• **WRITTEN EXERCISE 1**
Reproduce the weekly market summary word for word, from "The week was" to "Dollar Index (points)".

--- START EXCERPTED PASSAGE ---

The week was marked by an increase in bets on cuts in the US basic interest rate at the beginning of 2024 after statements by Federal Reserve officials, the formation of the end-of-month PTAX rate, and the processing of the government's economic agenda in the Federal Congress.

The USDBRL ended the week lower on Friday (01) at BRL 4.881, a weekly decrease of 0.4%, a monthly decrease of 3.3%, and an annual decrease of 7.5%. The dollar index closed Friday's session at 103.2 points, a change of -0.1% for the week, -2.6% for the month, and -0.1% for the year.

USDBRL and Dollar Index (points)

Source: StoneX cmdtyView. Design: StoneX

THE MOST IMPORTANT EVENT: Data on the American economy

Expected impact on USDBRL: bearish

This week's focus of investors' attention should be the release of indicators for the American economy, especially the Purchasing Managers' Index (PMI) for services calculated by the ISM Institute and the Employment Situation Report published by the US Department of Labor Statistics. After a lower-than-expected reading in October, the median estimate for urban job creation in the United States points to a slight rebound for November, with 180 thousand new occupations. The data would be in tandem with an interpretation of a resilient labor market that decelerates subtly, consistent with an interpretation of a "soft landing" of the economy. The PMI for services is expected to increase slightly, from 51.8 points in October to 52.0 points in November. A reading above 50 points indicates expansion, and the growth of the services sector has remained stable despite the long process of monetary tightening.

Variation in total urban employment in the United States (thousand people) and unemployment rate (%)

 

Source: Federal Reserve Bank of St. Louis. Design: StoneX.

--- END EXCERPTED PASSAGE ---

• **WRITTEN EXERCISE 2**
Select every line of the records that contains the word "green". Case matters.

--- START INFORMATION SHOWN ---

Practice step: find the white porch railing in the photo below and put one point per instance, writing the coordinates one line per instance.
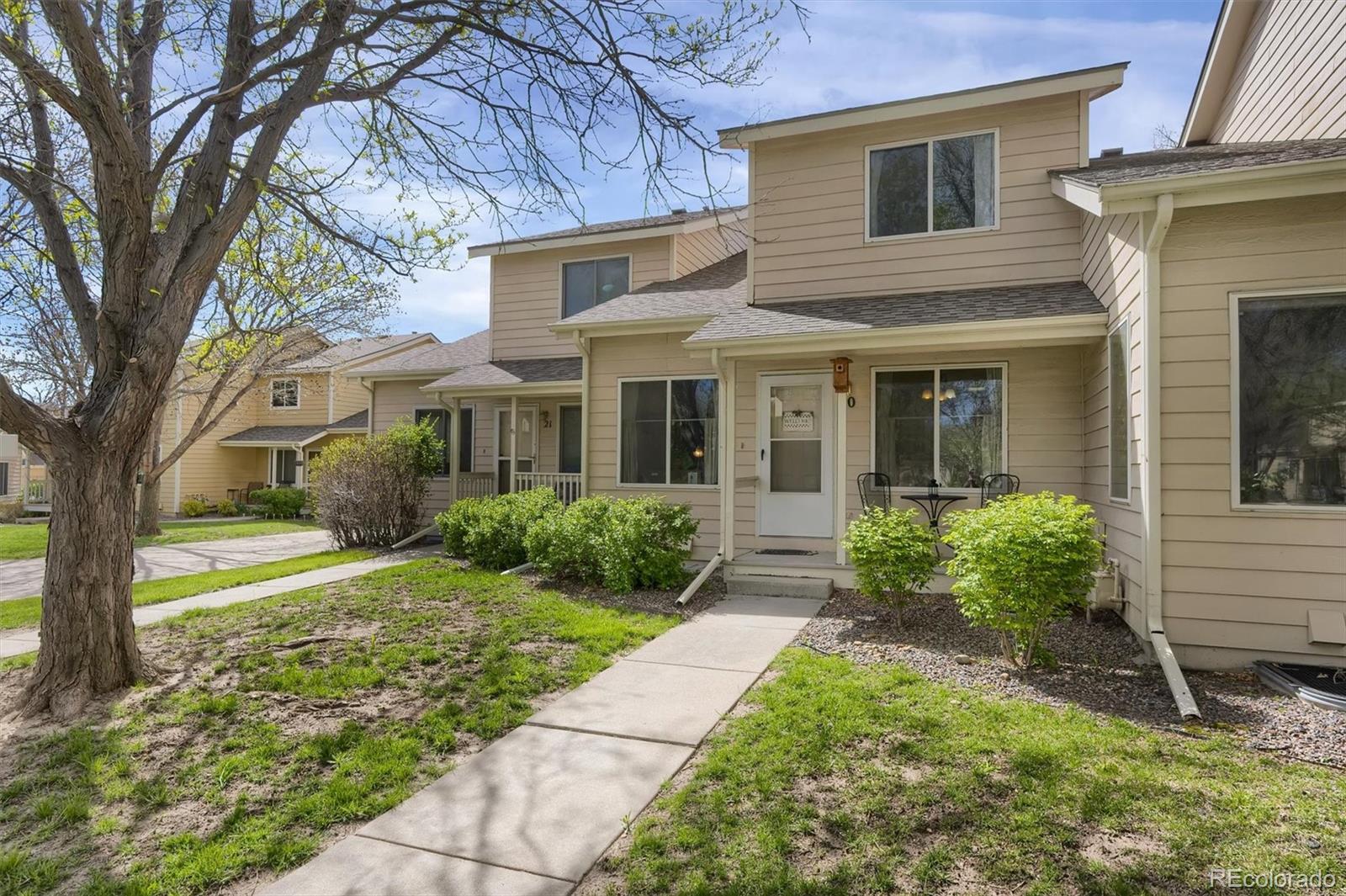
(567, 486)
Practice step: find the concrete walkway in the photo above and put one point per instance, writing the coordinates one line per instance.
(24, 640)
(536, 809)
(24, 577)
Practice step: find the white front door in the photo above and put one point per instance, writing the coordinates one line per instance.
(794, 455)
(527, 446)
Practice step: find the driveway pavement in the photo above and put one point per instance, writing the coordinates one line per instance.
(536, 809)
(24, 577)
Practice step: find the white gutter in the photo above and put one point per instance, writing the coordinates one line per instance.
(1151, 460)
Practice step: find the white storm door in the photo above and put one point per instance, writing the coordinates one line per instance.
(794, 455)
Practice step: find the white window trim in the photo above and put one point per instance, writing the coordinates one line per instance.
(1124, 321)
(299, 393)
(560, 278)
(668, 440)
(1235, 429)
(935, 368)
(560, 428)
(930, 231)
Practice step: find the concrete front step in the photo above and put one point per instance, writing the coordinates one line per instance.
(787, 586)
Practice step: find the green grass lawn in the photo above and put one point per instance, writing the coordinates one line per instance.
(26, 541)
(850, 779)
(280, 720)
(26, 612)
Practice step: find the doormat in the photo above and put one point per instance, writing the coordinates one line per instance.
(1312, 684)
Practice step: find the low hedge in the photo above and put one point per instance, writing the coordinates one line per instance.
(623, 545)
(490, 532)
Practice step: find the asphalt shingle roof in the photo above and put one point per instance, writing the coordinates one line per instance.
(513, 373)
(612, 226)
(912, 310)
(702, 294)
(435, 358)
(1189, 161)
(349, 350)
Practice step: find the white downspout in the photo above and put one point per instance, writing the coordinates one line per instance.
(582, 343)
(1151, 462)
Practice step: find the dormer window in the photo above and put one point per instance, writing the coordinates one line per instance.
(944, 184)
(284, 393)
(591, 283)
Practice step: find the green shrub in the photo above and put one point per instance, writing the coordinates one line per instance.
(370, 493)
(490, 530)
(893, 554)
(1023, 561)
(194, 507)
(623, 545)
(280, 501)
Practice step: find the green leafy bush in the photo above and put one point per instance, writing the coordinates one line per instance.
(1023, 561)
(490, 530)
(893, 554)
(194, 507)
(370, 493)
(623, 545)
(280, 501)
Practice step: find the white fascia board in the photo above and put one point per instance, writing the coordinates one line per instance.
(1096, 82)
(1054, 330)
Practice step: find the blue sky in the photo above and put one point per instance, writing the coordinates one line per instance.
(872, 51)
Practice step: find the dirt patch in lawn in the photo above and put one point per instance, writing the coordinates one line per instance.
(276, 727)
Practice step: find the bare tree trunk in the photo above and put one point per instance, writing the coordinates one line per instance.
(87, 637)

--- END INFORMATION SHOWN ---

• **EXERCISE RESULT 1**
The week was marked by an increase in bets on cuts in the US basic interest rate at the beginning of 2024 after statements by Federal Reserve officials, the formation of the end-of-month PTAX rate, and the processing of the government's economic agenda in the Federal Congress.

The USDBRL ended the week lower on Friday (01) at BRL 4.881, a weekly decrease of 0.4%, a monthly decrease of 3.3%, and an annual decrease of 7.5%. The dollar index closed Friday's session at 103.2 points, a change of -0.1% for the week, -2.6% for the month, and -0.1% for the year.

USDBRL and Dollar Index (points)

• **EXERCISE RESULT 2**
Practice step: find the green grass lawn in the photo above and put one point per instance, writing the coordinates one line per instance.
Practice step: find the green shrub in the photo above and put one point per instance, writing the coordinates one line per instance.
Practice step: find the green leafy bush in the photo above and put one point per instance, writing the coordinates one line per instance.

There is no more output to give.